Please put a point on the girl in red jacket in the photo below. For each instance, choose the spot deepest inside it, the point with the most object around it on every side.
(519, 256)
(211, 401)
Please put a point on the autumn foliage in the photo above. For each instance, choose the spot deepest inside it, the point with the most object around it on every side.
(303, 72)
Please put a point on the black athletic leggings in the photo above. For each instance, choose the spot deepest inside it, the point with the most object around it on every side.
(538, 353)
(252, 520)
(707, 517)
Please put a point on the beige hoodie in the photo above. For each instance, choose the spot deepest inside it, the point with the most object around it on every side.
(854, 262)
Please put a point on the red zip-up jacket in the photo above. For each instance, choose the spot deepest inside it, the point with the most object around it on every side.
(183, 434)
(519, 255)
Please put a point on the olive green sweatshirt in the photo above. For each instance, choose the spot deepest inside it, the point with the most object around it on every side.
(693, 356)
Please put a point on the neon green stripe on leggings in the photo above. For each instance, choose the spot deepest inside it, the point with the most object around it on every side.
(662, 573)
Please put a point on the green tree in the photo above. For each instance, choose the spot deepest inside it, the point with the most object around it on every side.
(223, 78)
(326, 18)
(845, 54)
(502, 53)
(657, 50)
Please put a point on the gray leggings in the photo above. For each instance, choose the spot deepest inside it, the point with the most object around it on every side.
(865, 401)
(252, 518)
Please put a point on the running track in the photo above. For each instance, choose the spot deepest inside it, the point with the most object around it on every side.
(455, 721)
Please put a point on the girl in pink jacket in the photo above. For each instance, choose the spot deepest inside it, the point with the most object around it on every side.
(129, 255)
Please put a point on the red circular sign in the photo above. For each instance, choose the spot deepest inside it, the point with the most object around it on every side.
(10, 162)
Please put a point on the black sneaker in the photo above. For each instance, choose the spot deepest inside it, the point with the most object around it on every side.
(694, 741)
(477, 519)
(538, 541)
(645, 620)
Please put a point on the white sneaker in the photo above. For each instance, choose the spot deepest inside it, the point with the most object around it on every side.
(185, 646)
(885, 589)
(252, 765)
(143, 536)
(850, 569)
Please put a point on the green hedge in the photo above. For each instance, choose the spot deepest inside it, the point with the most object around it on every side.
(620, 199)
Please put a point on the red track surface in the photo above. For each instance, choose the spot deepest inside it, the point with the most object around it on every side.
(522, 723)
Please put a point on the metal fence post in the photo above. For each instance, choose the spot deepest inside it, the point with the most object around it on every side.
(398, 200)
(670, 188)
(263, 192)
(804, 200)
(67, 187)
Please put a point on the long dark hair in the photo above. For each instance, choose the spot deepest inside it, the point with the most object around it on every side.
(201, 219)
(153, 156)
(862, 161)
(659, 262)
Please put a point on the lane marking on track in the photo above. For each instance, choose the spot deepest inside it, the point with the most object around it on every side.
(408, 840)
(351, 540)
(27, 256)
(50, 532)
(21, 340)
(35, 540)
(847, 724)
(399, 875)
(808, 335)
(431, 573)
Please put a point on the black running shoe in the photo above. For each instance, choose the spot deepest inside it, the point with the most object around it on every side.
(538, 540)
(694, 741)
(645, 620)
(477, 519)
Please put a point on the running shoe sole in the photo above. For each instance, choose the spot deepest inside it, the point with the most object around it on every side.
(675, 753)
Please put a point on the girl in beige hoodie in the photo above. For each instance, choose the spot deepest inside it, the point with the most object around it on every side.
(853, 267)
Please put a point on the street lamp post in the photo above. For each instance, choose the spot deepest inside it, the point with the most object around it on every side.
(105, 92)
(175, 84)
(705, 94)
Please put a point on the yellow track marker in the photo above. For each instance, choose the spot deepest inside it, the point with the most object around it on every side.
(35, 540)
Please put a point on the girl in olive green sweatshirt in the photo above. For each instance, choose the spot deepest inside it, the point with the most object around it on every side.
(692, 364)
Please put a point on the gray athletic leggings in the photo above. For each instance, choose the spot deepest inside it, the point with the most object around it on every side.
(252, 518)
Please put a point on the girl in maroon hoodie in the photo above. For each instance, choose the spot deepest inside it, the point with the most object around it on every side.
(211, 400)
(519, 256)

▶ Instructions to follow
What is needed is a word-for-word copy of all the records above.

▶ Written reply
Please put a point on the girl in red jacket in the photo below. For each instance, choose the spot deepest inside it, the point with the most object around it on every side.
(519, 256)
(211, 401)
Please put a point on the autumn foliage in the photo above. For each instance, choose the spot deepest inside it, the point with the most object around it on every side.
(303, 72)
Please put a point on the black athletic leggings in the photo above. For each instance, choose the spot deepest inside it, the point with the most object around it on every side.
(538, 353)
(252, 520)
(707, 517)
Please put a point on the beige hoodie in the photo above. For each instance, choose the spot deepest inside it, the point with the most object around it on every side.
(854, 262)
Please put a point on the red zip-up jacket in the photo above. For each instance, choose the spot deepest inside it, the point with the most object around it on every side.
(183, 434)
(519, 255)
Please put a point on the olive green sweatshirt in the photo above. For each instance, choose the spot deepest inside it, the point with the most object around it on every side.
(693, 356)
Please put a point on the neon green stripe on leggings in the photo above. For each instance, choose the spot deepest inside it, the point with the most object around it on every side.
(662, 573)
Please put a point on the green tree in the photo above. For each instance, choose the spot deepest inside it, the point with the most object around it on every side.
(223, 78)
(326, 18)
(845, 54)
(502, 53)
(657, 50)
Please put a point on the gray leggings in the photo above. For each instance, choose the spot deepest inside it, the point with the most object around it on every side.
(865, 401)
(252, 518)
Please put a point on the running track in the photo above. For each instance, choose the spot deepest inside it, the point with the most object around it on every side.
(455, 721)
Please put a point on the girl in pink jacket in the photo above. For each instance, choose the spot deepest inside it, the point with the most object around it on every side.
(129, 255)
Please put a point on the red circular sign in the photo above. For each instance, choose the spot deepest inside it, the point with the most object around it on every side.
(10, 162)
Please put a point on the black sneaker in the photo above. For each instance, choose the spot deepest inside it, the point with the most object around it on every side.
(694, 741)
(477, 519)
(538, 541)
(645, 620)
Please put a point on the white sneaker in the photo above. For each instance, choose the spot deepest inside it, the point with the most object around it on every side.
(185, 646)
(885, 589)
(252, 765)
(143, 536)
(850, 569)
Please put a point on the green hedge in the photo above. For each instance, choose the spot deepest inside it, the point with the most object around it on every side.
(620, 199)
Please put a point on the red track surface in the photo above. For each instance, choose the spot deepest inside it, the point with the most object around it on every side.
(522, 723)
Please put a point on the metal fence post in the photo above. For each instance, choose the spot deepest inside it, the point with the most object around it on every side.
(398, 200)
(670, 188)
(263, 192)
(804, 200)
(67, 187)
Please put a point on the long dark hair in the photo above. For each instance, choose the spot deepest inside it, the point with the most object around it on every side.
(201, 219)
(153, 156)
(862, 161)
(659, 262)
Please put a point on the lane marking on track in the photo above. For each instance, choose the spot deepest inside it, the point with the most object around it on every side.
(408, 840)
(351, 540)
(27, 256)
(50, 532)
(21, 340)
(35, 540)
(847, 724)
(399, 875)
(808, 335)
(431, 573)
Please put a point on the black running shoe in the photo above. For each instance, choose the spot deepest inside it, the point with the most object around it on every side.
(538, 540)
(694, 741)
(645, 620)
(477, 519)
Please put a point on the running shoe sole in the photo above. For each instance, choose the spot deepest inside it, the point with the most object around it on every side.
(675, 753)
Please put a point on the girl in beige hoodie in the photo above. For each instance, choose the spot deepest inside it, the point with the most object around it on every side.
(853, 267)
Please put a point on the street lamp post in the photo above. For each instance, choose the spot deepest inside it, the point with the most object around it on every side.
(105, 92)
(175, 84)
(705, 94)
Please put a point on the yellow track marker in the photo above. For each instance, choose the spot deepest inside it, the point with the most object around it on every side.
(35, 540)
Please put a point on the girl in olive green sweatshirt in the photo above. For each instance, choose the spot deepest inside it, the point with the most object around it on every side.
(692, 364)
Please put a point on the gray athletic leggings in the photo above. For each instance, choose the spot deepest inside it, the point with the most object around it on every side.
(252, 518)
Please put a point on the girl in maroon hoodie in the photo above. For each instance, choose the spot deepest inside it, the point with the most object around it on every side.
(211, 400)
(519, 256)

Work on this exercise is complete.